▶ [About this task] Start to finish, reproduce the records below with nothing missing.

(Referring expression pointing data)
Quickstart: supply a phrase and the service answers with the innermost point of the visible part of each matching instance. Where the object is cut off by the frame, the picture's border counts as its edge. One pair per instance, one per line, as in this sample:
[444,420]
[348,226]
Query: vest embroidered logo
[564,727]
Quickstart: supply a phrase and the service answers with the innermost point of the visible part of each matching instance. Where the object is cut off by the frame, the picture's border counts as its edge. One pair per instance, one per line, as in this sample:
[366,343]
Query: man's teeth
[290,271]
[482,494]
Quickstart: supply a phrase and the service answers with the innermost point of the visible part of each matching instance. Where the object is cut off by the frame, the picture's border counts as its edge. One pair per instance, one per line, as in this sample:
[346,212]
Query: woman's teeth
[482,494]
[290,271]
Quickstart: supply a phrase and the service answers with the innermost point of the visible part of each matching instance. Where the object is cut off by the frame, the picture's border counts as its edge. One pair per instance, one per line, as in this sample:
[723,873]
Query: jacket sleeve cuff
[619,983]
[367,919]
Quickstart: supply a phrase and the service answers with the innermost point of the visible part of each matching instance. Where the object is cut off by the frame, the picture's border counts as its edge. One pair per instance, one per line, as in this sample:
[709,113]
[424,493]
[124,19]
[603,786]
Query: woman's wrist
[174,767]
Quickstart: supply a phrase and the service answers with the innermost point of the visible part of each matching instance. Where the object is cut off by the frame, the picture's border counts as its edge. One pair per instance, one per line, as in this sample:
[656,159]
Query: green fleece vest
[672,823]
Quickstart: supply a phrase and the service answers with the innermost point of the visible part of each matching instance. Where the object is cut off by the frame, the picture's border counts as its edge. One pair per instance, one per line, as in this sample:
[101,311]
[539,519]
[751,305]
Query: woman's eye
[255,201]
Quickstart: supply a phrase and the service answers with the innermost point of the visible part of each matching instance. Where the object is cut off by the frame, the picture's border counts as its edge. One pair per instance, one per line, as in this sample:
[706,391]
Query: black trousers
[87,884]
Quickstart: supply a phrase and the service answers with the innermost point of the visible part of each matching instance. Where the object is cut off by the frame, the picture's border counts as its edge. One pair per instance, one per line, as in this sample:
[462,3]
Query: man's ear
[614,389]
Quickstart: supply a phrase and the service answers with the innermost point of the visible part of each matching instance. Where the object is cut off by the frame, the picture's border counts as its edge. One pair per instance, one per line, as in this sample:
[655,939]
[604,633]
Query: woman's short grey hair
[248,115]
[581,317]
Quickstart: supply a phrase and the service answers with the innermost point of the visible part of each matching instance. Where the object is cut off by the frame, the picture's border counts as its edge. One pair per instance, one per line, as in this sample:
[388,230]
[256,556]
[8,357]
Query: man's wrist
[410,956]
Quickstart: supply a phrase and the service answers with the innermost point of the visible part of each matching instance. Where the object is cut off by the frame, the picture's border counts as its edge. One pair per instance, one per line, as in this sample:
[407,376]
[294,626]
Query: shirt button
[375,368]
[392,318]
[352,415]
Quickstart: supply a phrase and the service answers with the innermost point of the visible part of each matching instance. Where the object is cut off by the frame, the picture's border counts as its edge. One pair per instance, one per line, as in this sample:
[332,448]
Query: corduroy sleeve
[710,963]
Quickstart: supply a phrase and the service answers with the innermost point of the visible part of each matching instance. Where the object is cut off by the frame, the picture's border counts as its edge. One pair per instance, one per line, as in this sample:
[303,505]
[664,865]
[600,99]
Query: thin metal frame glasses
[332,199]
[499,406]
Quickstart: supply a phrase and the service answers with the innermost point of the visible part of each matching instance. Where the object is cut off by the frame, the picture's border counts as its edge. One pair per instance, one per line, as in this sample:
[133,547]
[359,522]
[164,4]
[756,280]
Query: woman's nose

▶ [Answer space]
Quickstart: supply a phrase and the service answers with the innermost point of the visible part of each matching instance. Where the object is cut off by the frame, the picture's border counts as its edge. One pair per instance, one per line, as in this sample:
[444,420]
[348,226]
Query: vest embroidered logo
[564,727]
Quickstart: supply a phrase and the service answers with the innermost point of the visible part of each matching instance. Where the object is cut off by the frame, the picture's border counts as its edge. One pair per instance, one per line, as in this sample:
[366,343]
Query: man's teeth
[290,271]
[482,494]
Quickstart: supply a phrase and the service answers with the innermost point of the visible part of each matching instance. Where the object is cut off by the frame, the picture's border counts as its edge. One pair per instance, one per line, as in this sample:
[346,212]
Query: woman's teeth
[482,494]
[290,271]
Quickstart: supply a phrase and the service answers with the innermost point of the visible part of each matching instance. Where the object is cut off by the frame, the picture's border counts as its edge. One pair per instance, one per line, as in this sample:
[723,873]
Query: jacket sleeve cuff
[619,983]
[367,919]
Quickstart: supply a phrase and the service answers with the innermost point of the visible part of each matching instance. Where the object is cut off by the frame, the picture's border counts as its edge. One pair per instance, one per line, as in this sample:
[709,113]
[424,493]
[124,19]
[603,786]
Query: woman's wrist
[174,767]
Quickstart: supply a phrase and the service answers with the innermost point of the visible part of each matching instance. Where the object is cut off by the frame, the picture's border counts as its edge. One pair per instance, one per line, as in this sample:
[656,159]
Query: green fleece vest
[672,823]
Quickstart: supply a phrase and the service answers with the innermost point of the visible part of each matching instance. Where the object is cut off by the frame, the picture's border counts as its edge. One pair per instance, one per line, as in this sample:
[101,311]
[539,519]
[751,305]
Query: woman's eye
[255,201]
Quickstart: supply a phrase and the service answers with the innermost point of the visible part of each matching instance. Where the object is cut off by the frame, the picture's border counts as its edge. One pair per instance, one per line, as in this sample:
[706,391]
Query: black trousers
[87,884]
Quickstart: supply a phrase and the service answers with the innermost point of the visible part of each matching instance. Where the object is cut off by the frame, the picture's border counts as its edge. One pair per instance, one per line, as in this sample:
[462,3]
Query: man's ear
[614,389]
Quickstart: supply a phrase and the service answers with the innermost point of the visible part of each matching instance. Where the object is cut off by the frame, the picture's border counts as its edge. One pair per instance, one per line, as in this sample:
[655,939]
[604,633]
Query: woman's short grey hair
[248,115]
[581,317]
Quickstart: supply a phrase and the service answers with the innermost point of the visible part of each matching instance. Where the object is cut off by the frame, the picture's border counts as its edge. One pair per instance, one per line, as in this sample:
[388,230]
[256,556]
[8,357]
Query: man's wrist
[410,956]
Quickstart: supply a phrase and the service answers with the innermost point of the visible part of each matching instance. Where the object is cut off by the frame, the picture's border counts as its edge. One pair per instance, one per line, as in this sample:
[407,376]
[294,626]
Query: shirt button
[375,368]
[392,318]
[352,415]
Quickstart: supply a phrase and the service answers with the innermost point of the visible part of each matching instance. Where the object is cut off by the frame, the picture's border counts as its edge. One pair per instance, one per line, as in this sample:
[332,448]
Query: corduroy sleeve
[710,963]
Quickstart: supply a phrase and the service answers with the innermost point of the visible part of each matching instance. Where the object is cut off by the frame, the picture's border counts as its edge. One pair per instance, one per line, as in this sample:
[303,505]
[664,865]
[600,99]
Query: thin metal frame glasses
[332,199]
[499,406]
Quickstart: supply a phrase and the service answers with the innermost point of the visible part of each matching instance. Where the object is cut off by the frame, the picture's border counts as its edge. One pair per instance, one per line, as in this sample:
[133,547]
[359,522]
[164,4]
[756,280]
Query: woman's nose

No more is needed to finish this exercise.